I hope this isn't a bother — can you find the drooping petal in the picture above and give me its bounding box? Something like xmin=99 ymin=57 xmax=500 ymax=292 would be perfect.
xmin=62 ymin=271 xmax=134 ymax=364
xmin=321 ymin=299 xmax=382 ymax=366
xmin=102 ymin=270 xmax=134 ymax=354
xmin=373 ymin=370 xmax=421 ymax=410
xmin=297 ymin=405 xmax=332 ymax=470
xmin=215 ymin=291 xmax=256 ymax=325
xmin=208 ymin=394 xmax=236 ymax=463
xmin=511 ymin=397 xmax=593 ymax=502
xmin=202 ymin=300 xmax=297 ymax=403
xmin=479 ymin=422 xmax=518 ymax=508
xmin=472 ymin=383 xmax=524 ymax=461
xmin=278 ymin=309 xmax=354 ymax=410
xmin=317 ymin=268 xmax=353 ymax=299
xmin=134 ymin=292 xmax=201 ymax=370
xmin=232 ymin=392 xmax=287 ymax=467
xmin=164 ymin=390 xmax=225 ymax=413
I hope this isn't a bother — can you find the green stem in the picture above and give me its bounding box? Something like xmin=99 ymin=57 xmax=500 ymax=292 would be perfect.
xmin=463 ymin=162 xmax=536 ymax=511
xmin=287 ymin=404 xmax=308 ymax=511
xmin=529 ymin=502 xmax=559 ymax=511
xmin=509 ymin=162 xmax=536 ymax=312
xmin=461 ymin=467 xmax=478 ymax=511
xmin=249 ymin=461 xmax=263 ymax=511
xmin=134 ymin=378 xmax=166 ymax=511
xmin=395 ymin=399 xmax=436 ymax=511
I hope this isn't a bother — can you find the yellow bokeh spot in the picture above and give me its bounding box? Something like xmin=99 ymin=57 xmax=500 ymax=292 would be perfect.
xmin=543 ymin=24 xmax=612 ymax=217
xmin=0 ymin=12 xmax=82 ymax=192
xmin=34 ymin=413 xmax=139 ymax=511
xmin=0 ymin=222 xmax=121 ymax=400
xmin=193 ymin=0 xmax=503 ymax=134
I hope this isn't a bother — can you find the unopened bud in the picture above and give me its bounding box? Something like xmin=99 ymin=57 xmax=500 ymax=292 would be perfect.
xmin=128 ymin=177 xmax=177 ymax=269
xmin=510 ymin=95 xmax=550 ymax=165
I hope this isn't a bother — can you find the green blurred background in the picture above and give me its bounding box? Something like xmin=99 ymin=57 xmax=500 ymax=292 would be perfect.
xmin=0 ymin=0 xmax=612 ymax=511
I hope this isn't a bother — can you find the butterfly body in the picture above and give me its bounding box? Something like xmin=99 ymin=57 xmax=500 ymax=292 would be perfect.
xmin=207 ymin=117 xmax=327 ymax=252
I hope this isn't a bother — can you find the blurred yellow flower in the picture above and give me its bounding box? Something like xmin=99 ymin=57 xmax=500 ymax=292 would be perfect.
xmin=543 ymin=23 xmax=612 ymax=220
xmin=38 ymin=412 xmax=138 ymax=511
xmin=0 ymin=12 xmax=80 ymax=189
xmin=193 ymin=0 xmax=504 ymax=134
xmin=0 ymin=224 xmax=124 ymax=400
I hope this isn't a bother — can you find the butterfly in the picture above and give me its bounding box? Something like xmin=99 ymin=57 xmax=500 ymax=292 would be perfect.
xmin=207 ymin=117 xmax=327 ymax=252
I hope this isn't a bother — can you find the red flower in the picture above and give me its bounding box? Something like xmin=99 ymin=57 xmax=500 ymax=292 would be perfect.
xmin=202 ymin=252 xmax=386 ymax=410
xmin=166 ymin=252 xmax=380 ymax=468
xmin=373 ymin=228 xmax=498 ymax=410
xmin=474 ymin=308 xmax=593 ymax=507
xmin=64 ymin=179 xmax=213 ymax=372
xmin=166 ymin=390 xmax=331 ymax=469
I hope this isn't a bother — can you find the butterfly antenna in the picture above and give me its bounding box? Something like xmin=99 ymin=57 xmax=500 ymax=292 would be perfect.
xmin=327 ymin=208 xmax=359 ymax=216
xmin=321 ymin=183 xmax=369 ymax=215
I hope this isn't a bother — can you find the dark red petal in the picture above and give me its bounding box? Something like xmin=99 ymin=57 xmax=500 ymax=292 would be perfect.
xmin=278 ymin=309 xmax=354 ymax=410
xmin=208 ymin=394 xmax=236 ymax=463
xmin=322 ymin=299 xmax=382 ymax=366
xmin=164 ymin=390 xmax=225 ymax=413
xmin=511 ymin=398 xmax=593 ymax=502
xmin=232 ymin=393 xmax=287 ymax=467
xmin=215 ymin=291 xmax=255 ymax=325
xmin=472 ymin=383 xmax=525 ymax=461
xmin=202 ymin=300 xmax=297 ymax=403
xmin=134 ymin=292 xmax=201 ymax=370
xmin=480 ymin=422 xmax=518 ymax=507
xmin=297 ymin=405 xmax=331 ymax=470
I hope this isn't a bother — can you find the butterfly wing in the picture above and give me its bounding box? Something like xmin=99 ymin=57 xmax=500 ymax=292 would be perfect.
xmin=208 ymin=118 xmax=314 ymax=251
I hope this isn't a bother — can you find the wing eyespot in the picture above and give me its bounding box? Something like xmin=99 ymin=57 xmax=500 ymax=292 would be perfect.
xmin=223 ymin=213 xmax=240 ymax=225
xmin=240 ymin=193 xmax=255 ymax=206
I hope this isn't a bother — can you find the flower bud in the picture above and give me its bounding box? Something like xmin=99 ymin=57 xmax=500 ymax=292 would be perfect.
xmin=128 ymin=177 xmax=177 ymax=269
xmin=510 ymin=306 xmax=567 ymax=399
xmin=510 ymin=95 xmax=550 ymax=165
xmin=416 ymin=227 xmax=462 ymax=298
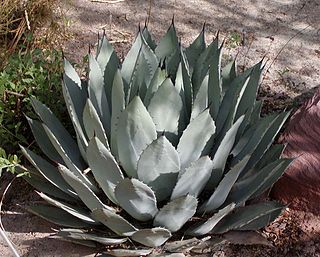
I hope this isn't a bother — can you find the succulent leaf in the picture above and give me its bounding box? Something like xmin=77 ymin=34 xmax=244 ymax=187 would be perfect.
xmin=28 ymin=204 xmax=89 ymax=228
xmin=177 ymin=109 xmax=215 ymax=169
xmin=117 ymin=96 xmax=157 ymax=178
xmin=131 ymin=228 xmax=171 ymax=247
xmin=171 ymin=156 xmax=213 ymax=199
xmin=153 ymin=195 xmax=198 ymax=232
xmin=138 ymin=136 xmax=180 ymax=201
xmin=212 ymin=202 xmax=284 ymax=233
xmin=87 ymin=137 xmax=124 ymax=204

+---+

[EXERCISE OBJECTIVE] Reproduce the rows above, from the first row up to and including the row with "xmin=297 ymin=405 xmax=332 ymax=470". Adjust each bounding box coordinate in the answer rows by -95 and leave everything else unchanged.

[REPLY TO THE TASK]
I hope this isn't a bother — can you find the drooping petal in the picture above and give me its bounding box? Something like xmin=99 ymin=57 xmax=500 ymax=292 would be perfect.
xmin=-33 ymin=176 xmax=39 ymax=269
xmin=226 ymin=204 xmax=287 ymax=271
xmin=7 ymin=175 xmax=39 ymax=259
xmin=278 ymin=275 xmax=326 ymax=315
xmin=202 ymin=310 xmax=237 ymax=375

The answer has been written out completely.